>>

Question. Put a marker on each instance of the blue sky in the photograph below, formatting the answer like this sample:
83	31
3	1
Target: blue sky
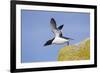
36	31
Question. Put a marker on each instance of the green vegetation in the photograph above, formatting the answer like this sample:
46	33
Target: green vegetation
75	52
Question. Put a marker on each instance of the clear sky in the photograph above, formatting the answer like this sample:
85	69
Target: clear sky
36	31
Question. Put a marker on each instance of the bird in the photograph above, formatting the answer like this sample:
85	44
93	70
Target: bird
58	36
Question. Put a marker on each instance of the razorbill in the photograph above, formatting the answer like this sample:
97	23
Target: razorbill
59	38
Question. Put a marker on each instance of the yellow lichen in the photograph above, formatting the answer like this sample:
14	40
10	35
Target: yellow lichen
75	52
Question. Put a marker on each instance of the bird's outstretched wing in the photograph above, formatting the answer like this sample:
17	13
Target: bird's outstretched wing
53	24
54	28
60	27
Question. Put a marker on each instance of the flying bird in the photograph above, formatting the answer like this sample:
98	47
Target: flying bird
59	38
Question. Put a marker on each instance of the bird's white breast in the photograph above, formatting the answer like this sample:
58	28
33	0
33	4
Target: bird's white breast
59	40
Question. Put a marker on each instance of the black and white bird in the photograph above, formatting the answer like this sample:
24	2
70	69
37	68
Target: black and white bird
59	38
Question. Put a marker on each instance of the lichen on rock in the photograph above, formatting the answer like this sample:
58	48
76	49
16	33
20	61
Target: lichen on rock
75	52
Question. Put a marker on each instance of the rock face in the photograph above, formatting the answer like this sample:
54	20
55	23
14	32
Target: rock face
75	52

<<

#### Problem to solve
An exact reproduction of the data is needed, with no pictures included.

#### Answer to the exercise
Question. Put a marker on each instance of the blue sky in the photograph below, formatting the answer like this sample:
83	31
3	1
Target: blue sky
36	31
Question. Put a marker on each instance of the green vegetation in the photograph above, formatting the answer like this sample:
46	33
Target: green vegetation
75	52
Question. Put a marker on each instance of the clear sky in the photograph above, formatting the answer like this sample:
85	69
Target: clear sky
36	31
Question. Put a marker on each instance of the bird in the photograph above, formatting the answer like this sample:
85	44
93	70
Target: bird
58	36
Question. Put a marker on each instance of the razorbill in the photograph above, formatting the answer like this sample:
97	23
Target: razorbill
59	38
Question. Put a marker on each instance of the yellow lichen in the photograph above, formatting the answer like this sample:
14	40
10	35
Target: yellow lichen
75	52
Question. Put a marker on each instance of the bird's outstretched wing in the photograph above, formatting the answer like this sample:
17	13
Target: bird's outstretched wing
53	24
54	28
60	27
Question. Put a marker on each instance of the flying bird in the photograph above, formatting the answer like this sample:
98	47
Target: flying bird
59	38
Question. Put a marker on each instance of the bird's white breast in the photograph above, formatting the answer like this sample:
58	28
33	0
33	4
Target: bird's white breast
59	40
Question. Put a marker on each instance of the black and white bird in the photograph above, formatting the answer like this sample:
24	2
70	69
37	68
Target: black and white bird
59	38
Question. Put a marker on each instance of the lichen on rock in the photograph above, formatting the answer like this sample:
58	48
76	49
16	33
20	61
Target: lichen on rock
75	52
Question. Put a marker on each instance of the rock face in the photograph above, formatting the answer like this sample:
54	20
55	23
14	32
Target: rock face
75	52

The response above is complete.